PROBLEM REQUIREMENTS:
Please rewrite everything from the line containing "Guideline: the keypoint for each instance of the microgreen" down to the end of the records, shifting each answer coordinate up by 72 and keeping all other lines, including the bracketed format pattern within each guideline line, unchanged. Leave the pictures out of your reply.

(Entries from a pointing dataset)
---------------
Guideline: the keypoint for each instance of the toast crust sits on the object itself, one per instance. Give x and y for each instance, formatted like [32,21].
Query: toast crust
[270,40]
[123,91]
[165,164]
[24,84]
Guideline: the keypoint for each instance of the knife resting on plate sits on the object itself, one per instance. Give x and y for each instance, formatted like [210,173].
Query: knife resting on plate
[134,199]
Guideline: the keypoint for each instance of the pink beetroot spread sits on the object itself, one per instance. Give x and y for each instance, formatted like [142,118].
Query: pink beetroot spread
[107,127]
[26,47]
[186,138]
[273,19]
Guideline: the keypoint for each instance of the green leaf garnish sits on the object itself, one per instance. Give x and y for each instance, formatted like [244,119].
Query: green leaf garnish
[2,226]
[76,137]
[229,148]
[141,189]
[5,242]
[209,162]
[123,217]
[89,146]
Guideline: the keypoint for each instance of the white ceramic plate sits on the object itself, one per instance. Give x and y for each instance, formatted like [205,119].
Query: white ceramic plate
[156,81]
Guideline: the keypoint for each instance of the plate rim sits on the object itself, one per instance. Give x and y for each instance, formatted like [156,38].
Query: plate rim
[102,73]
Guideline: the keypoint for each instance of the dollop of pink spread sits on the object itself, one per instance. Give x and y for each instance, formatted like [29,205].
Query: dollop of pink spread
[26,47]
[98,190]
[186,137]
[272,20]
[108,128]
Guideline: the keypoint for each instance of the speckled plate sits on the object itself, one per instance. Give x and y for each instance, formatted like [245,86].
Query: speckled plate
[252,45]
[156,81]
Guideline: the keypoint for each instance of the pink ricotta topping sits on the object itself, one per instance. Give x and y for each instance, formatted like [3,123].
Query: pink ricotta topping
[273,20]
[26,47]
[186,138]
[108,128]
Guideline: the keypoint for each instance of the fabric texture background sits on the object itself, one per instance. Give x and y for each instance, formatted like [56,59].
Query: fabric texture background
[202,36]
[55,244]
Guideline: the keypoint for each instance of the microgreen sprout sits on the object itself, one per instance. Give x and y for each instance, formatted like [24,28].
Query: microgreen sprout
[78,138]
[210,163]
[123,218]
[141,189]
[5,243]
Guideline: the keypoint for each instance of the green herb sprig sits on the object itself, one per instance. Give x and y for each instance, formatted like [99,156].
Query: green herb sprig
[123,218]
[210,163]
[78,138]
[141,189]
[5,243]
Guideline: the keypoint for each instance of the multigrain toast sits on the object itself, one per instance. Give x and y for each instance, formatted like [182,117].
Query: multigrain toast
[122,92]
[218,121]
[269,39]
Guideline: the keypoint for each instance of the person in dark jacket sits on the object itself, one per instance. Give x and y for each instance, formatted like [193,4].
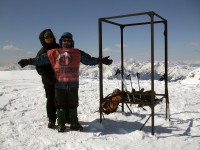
---------------
COMPLETE ANSWER:
Guideline: the keypoint for each instance of the microgreen sprout sits on the object itself, one per instance. Give x and y for each instance, formatted like [24,28].
Query: microgreen sprout
[150,210]
[282,235]
[195,290]
[213,261]
[77,315]
Guideline: the keypoint for each instance of the green herb sprig sits on the object itself, one per instance. Give x and y for each instance, formatted like [99,156].
Query: green herb sprig
[195,290]
[282,235]
[150,210]
[213,261]
[77,315]
Guideline: the keypoint for each instance of the multigrain toast sits on the object itself, one per instance. Give x and y for each instance, formatted like [182,117].
Query: multigrain toast
[194,164]
[290,193]
[341,111]
Guideline: the keypoint for each instance of the person in dark jacket sits on the object itself, one per instance. Give x and y for each instance, formatted like [193,4].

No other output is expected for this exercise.